WORK TO COMPLETE: Convert every line of the records below into a JSON list of strings, one string per line, leaving out any blank lines.

DATA PROVIDED:
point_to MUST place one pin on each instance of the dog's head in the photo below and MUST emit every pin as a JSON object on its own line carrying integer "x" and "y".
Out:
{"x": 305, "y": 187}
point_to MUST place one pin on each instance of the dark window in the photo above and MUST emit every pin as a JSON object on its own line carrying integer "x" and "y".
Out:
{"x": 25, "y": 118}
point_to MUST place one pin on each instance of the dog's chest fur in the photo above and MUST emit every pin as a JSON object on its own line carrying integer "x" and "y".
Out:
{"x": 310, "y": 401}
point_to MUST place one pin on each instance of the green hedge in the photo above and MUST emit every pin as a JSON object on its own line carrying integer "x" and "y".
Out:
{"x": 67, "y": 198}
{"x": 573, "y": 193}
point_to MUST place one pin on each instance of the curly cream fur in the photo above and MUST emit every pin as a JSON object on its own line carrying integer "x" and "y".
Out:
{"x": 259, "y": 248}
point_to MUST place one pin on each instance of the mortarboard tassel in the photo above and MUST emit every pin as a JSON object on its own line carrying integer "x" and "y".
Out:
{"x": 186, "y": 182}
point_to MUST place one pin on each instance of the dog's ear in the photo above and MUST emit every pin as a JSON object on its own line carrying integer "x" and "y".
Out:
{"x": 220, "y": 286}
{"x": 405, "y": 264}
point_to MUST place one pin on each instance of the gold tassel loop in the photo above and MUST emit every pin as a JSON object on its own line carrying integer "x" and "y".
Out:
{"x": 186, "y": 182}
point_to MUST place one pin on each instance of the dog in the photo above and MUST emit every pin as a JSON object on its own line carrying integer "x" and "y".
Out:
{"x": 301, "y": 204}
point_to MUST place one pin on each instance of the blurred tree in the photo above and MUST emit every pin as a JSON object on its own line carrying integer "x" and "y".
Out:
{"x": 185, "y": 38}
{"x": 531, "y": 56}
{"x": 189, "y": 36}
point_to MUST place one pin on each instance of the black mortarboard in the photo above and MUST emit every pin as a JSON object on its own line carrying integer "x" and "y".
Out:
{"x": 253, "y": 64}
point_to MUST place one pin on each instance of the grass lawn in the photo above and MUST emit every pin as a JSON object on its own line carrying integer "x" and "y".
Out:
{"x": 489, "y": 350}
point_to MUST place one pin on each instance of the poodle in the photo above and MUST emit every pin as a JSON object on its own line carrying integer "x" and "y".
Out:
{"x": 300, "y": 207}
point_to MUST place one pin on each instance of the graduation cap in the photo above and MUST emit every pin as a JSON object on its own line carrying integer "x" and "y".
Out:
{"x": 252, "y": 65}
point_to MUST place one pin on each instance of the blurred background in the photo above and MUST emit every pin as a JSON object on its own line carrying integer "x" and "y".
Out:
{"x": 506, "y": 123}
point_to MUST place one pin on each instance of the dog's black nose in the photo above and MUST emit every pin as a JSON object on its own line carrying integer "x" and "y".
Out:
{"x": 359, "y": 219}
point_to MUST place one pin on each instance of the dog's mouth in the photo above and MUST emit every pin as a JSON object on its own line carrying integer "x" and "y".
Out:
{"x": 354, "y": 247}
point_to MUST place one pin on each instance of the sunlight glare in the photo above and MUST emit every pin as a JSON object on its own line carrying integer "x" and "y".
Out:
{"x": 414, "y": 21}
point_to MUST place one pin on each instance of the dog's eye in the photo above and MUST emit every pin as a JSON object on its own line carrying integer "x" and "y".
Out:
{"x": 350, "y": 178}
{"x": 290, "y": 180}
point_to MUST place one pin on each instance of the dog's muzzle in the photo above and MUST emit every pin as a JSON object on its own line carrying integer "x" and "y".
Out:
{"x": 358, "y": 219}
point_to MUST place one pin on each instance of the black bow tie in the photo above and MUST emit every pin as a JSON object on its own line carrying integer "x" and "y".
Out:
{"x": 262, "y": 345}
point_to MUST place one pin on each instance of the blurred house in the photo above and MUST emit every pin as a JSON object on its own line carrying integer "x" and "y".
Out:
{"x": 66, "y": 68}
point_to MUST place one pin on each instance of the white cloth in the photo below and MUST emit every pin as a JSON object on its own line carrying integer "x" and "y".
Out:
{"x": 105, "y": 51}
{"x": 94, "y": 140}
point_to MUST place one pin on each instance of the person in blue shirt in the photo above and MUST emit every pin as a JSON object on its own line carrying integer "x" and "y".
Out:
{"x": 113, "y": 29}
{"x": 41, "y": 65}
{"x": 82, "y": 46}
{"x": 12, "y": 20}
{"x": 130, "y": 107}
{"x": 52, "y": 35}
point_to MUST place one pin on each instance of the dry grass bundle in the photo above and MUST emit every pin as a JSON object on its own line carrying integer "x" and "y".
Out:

REPLY TO THE TASK:
[
  "point_to MUST place one pin on each instance of the dog's head in the photo below and MUST emit every pin as a JSON object on its own line carrying integer \"x\" and \"y\".",
  "Out:",
  "{\"x\": 305, \"y\": 187}",
  "point_to MUST place one pin on each instance of the dark window in the photo above and MUST emit every pin as a JSON object on its own line carrying integer \"x\" and \"y\".",
  "Out:",
  "{\"x\": 25, \"y\": 118}",
  "point_to MUST place one pin on each instance of the dog's chest fur in the photo above and MUST emit every pin as a JSON object on its own line carrying integer \"x\" and \"y\".",
  "Out:",
  "{\"x\": 310, \"y\": 401}",
  "point_to MUST place one pin on each instance of the green hedge in the photo above and MUST emit every pin as a JSON object on its own line carrying integer \"x\" and \"y\".",
  "Out:",
  "{\"x\": 67, \"y\": 198}",
  "{\"x\": 573, \"y\": 193}",
  "point_to MUST place one pin on each instance of the curly cream fur in the photo above and MUST emit every pin as a JSON object on its own line carrying integer \"x\" and \"y\".",
  "Out:",
  "{\"x\": 259, \"y\": 248}",
  "point_to MUST place one pin on each instance of the mortarboard tassel in the photo above and MUST emit every pin as a JSON object on its own line carrying integer \"x\" and \"y\".",
  "Out:",
  "{\"x\": 186, \"y\": 182}",
  "point_to MUST place one pin on each instance of the dog's ear in the photo above and MUST emit every pin as a JSON object on its own line carrying integer \"x\" and \"y\".",
  "Out:",
  "{\"x\": 220, \"y\": 286}",
  "{\"x\": 405, \"y\": 264}",
  "point_to MUST place one pin on each instance of the gold tassel loop in the photo above and MUST emit every pin as a JSON object on its own line carrying integer \"x\" and \"y\".",
  "Out:",
  "{\"x\": 186, \"y\": 182}",
  "point_to MUST place one pin on each instance of the dog in the photo above and MUST emit every pin as a JSON object on its own line carrying integer \"x\" and \"y\".",
  "Out:",
  "{\"x\": 301, \"y\": 204}",
  "point_to MUST place one pin on each instance of the blurred tree in the photo above and MUST emit every pin as a JSON object on its own line carrying integer \"x\" and \"y\".",
  "Out:",
  "{\"x\": 185, \"y\": 38}",
  "{\"x\": 531, \"y\": 56}",
  "{\"x\": 189, \"y\": 36}",
  "point_to MUST place one pin on each instance of the black mortarboard in the photo above and MUST emit every pin as a JSON object on its own line carrying integer \"x\" and \"y\".",
  "Out:",
  "{\"x\": 253, \"y\": 64}",
  "point_to MUST place one pin on each instance of the grass lawn in the photo above and MUST emit every pin as a JSON object on its own line carrying integer \"x\" and \"y\".",
  "Out:",
  "{\"x\": 489, \"y\": 350}",
  "point_to MUST place one pin on each instance of the poodle in the photo above and MUST emit every pin as a JSON object on its own line carrying integer \"x\" and \"y\".",
  "Out:",
  "{\"x\": 300, \"y\": 207}",
  "point_to MUST place one pin on each instance of the graduation cap in the photo above and MUST emit every pin as a JSON object on its own line carrying integer \"x\" and \"y\".",
  "Out:",
  "{\"x\": 252, \"y\": 65}",
  "point_to MUST place one pin on each instance of the blurred background in the photo above and MUST emit every pin as a JSON object on its own line carrying integer \"x\" and \"y\".",
  "Out:",
  "{\"x\": 506, \"y\": 123}",
  "point_to MUST place one pin on each instance of the dog's black nose in the photo above and MUST emit every pin as a JSON object on its own line carrying integer \"x\" and \"y\".",
  "Out:",
  "{\"x\": 359, \"y\": 219}",
  "point_to MUST place one pin on each instance of the dog's mouth in the photo above and MUST emit every pin as a JSON object on its own line carrying integer \"x\" and \"y\".",
  "Out:",
  "{\"x\": 354, \"y\": 247}",
  "point_to MUST place one pin on each instance of the sunlight glare in the photo above and MUST emit every pin as a JSON object on its own line carrying integer \"x\" and \"y\".",
  "Out:",
  "{\"x\": 414, \"y\": 21}",
  "point_to MUST place one pin on each instance of the dog's eye in the photo above and MUST emit every pin as a JSON object on its own line carrying integer \"x\" and \"y\".",
  "Out:",
  "{\"x\": 350, \"y\": 178}",
  "{\"x\": 290, \"y\": 180}",
  "point_to MUST place one pin on each instance of the dog's muzzle in the photo above and MUST emit every pin as a JSON object on its own line carrying integer \"x\" and \"y\".",
  "Out:",
  "{\"x\": 358, \"y\": 219}",
  "point_to MUST place one pin on each instance of the black bow tie in the photo above and MUST emit every pin as a JSON object on its own line carrying integer \"x\" and \"y\".",
  "Out:",
  "{\"x\": 262, \"y\": 345}",
  "point_to MUST place one pin on each instance of the blurred house in the photo above and MUST emit every pin as a JSON object on its own line carrying integer \"x\" and \"y\".",
  "Out:",
  "{\"x\": 66, \"y\": 68}",
  "point_to MUST place one pin on each instance of the white cloth in the photo below and MUST emit every pin as a JSON object on its own line carrying integer \"x\" and \"y\".",
  "Out:",
  "{\"x\": 105, \"y\": 51}",
  "{\"x\": 94, \"y\": 140}",
  "point_to MUST place one pin on each instance of the person in blue shirt in the photo above and MUST emit every pin as a JSON object on its own line carrying integer \"x\" and \"y\".",
  "Out:",
  "{\"x\": 113, \"y\": 29}",
  "{\"x\": 41, \"y\": 65}",
  "{\"x\": 82, \"y\": 46}",
  "{\"x\": 12, \"y\": 20}",
  "{\"x\": 130, \"y\": 107}",
  "{\"x\": 52, \"y\": 35}",
  "point_to MUST place one pin on each instance of the dry grass bundle in the photo above and MUST emit every pin as a JSON object on its own line carrying integer \"x\" and \"y\".",
  "Out:"
]